> _Passage provided_:
Also known as degenerative joint disease or degenerative arthritis, osteoarthritis can occur in any joint.
The disease is most commonly found in the knees, hips, neck, lower back, fingers, thumb and big toe.
Versus Arthritis explains that joints that are frequently used “in everyday life”, such as the joints in the hand, are likely to be affected.
The charity outlines how, in a healthy joint, the surface of the bones is covered in a smooth coating of tissue called cartilage.
When osteoarthritis is developed in a joint, the cartilage may thin, which prevents the joint from moving efficiently.
How many people does it affect?
“Osteoarthritis is thought to affect over eight million people in the UK, causing joint pain and stiffness, and is the leading cause of disability,” states Dr Wendy Holden, medical advisor at Arthritis Action and consultant rheumatologist at Hampshire Hospitals NHS Foundation Trust.
Dr Holden says that an osteoarthritis diagnosis used to be perceived as an “inevitable” aspect of ageing, due to the “wear and tear of the cartilage that lines the joints”.
However, the medical advisor explains that the development of the condition is “actually much more complicated” than previously supposed.
According to a report released by Arthritis Research UK in 2013, around a third of people aged 45 and over in the UK have enquired about treatment for osteoarthritis.
Celebrities to have been diagnosed with osteoarthritis include former professional basketball player Shaquille O’Neal, Star Wars actor David Prowse and former Olympic figure skater Dorothy Hamill.
What are the symptoms?
The main symptoms of osteoarthritis include pain and stiffness in the joints, the NHS explains.
These symptoms can vary in severity from person to person.
While some may only experience mild symptoms, others may also experience swelling and tenderness of the joints, in addition to hearing a grating noise when their affected joints move.
“Although some people can have no symptoms, affected joints are often painful with limited movement which means that it can be difficult to perform simple tasks like turning a key, gripping or peeling vegetables,” says Dr Holden.

> _Requirement 1_:
According to the passage on osteoarthritis, how many people in the UK is the condition thought to affect?
> _Requirement 2_:
Extend the passage on osteoarthritis, beginning immediately after its final sentence.
The entries that follow are drawn from a separate source and are unrelated to the passage on osteoarthritis.

> _Raw data_:
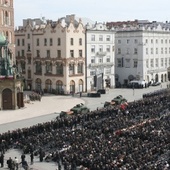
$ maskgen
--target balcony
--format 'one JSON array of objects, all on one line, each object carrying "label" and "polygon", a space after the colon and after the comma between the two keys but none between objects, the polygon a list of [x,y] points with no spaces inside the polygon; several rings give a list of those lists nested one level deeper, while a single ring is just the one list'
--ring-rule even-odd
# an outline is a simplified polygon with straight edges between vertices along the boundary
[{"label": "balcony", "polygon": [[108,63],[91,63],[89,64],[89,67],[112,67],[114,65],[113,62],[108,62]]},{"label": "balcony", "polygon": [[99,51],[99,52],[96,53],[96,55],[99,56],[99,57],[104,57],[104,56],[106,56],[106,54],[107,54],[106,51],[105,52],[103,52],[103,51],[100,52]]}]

> _Answer 1_:
Over eight million people.

> _Answer 2_:
“Pain and stiffness in the hips and knees can make walking or using stairs difficult,” the medical advisor adds.
In addition to pain and stiffness, affected joints may also appear slightly larger than usual.
The NHS advises visiting a GP if you experience continual symptoms of osteoarthritis.
What are the causes?
As osteoarthritis is most common among people aged 65 and older, increasing age is thought to be one of the predominant causes of the disease, the Arthritis Foundation explains.
Other causes may include overuse of the joint, previous joint injuries, genetics and obesity.
“The process of osteoarthritis is thought to involve inflammation driven partly by the immune system, and in particular by a certain type of white blood cells called neutrophils,” says Dr Holden.
Neutrophils are a form of white blood cell that help to repair damaged tissue.
While a number of factors may increase risk of osteoarthritis, the NHS stresses “the exact cause isn’t known”.
Can it be treated?
While osteoarthritis can’t be cured, the severity of symptoms can be reduced through treatment.
The NHS explains that mild symptoms of the long-term condition can be treated by exercising regularly, wearing supportive footwear and losing weight if you’re overweight.
If your symptoms are more severe, you may be advised to take painkillers or follow an exercise plan outlined by a physiotherapist.
“Traditional medical treatments are essentially limited to either painkillers or anti-inflammatory drugs including naproxen and ibuprofen but these only treat the pain and stiffness of arthritis, not the underlying cause,” says Dr Holden.
“Anti-inflammatory drugs also have many potential serious side-effects including ulcers and increased risk of heart attack and stroke.”
In some rare instances, surgery may be required if a joint has been severely damaged by osteoarthritis.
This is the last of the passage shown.